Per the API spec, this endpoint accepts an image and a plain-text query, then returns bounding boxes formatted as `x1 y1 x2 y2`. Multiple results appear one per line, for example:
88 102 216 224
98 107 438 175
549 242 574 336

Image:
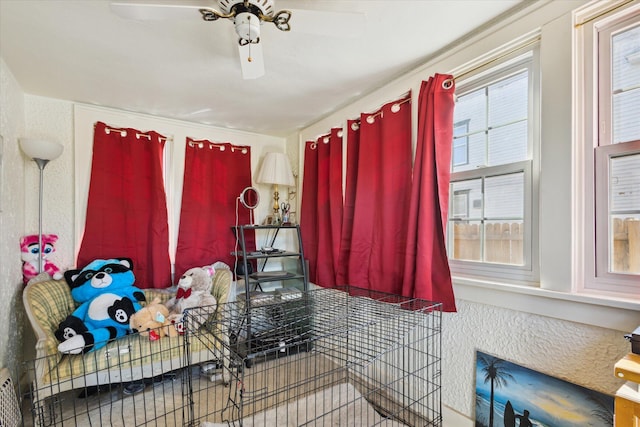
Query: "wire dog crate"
185 287 442 427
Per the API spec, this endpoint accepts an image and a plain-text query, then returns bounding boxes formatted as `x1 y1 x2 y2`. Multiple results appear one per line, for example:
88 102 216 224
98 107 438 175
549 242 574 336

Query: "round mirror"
240 187 260 209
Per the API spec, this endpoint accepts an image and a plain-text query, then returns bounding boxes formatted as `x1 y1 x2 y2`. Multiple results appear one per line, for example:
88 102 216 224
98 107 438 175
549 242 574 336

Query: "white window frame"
573 0 640 298
449 49 540 286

* **WHAT THE TASK REQUIRES**
Rewrite all the records above, replacing "plain-text query" with "written description" wherever it appears and changing nothing else. Leave the pictures out of your version.

* **FINAL RESULT**
Per the API spec, this endpoint accepts an image and a written description, then returns bounding boxes formatted as `x1 y1 x2 y2`. Multiple results appear one per line, for example:
88 102 216 224
98 107 438 175
549 242 574 336

Image:
Query: "wire dog crate"
185 287 442 427
Per the API spec, this endpoint accepts an image and a written description, then returns bounding boxes formatted as `x1 y1 x2 y2`. Multiple results appear one per line, for example:
88 102 216 224
98 107 438 175
549 242 574 336

Query: "round mirror"
240 187 260 209
Per the API spec, this endpoint accepts an image and a written description, then returns bounding boxes formatted as `x1 y1 x2 y2`. Multiple results appear one per line, for example:
88 102 216 224
98 107 438 175
549 242 574 336

Query: "white window frame"
573 0 640 298
449 49 540 286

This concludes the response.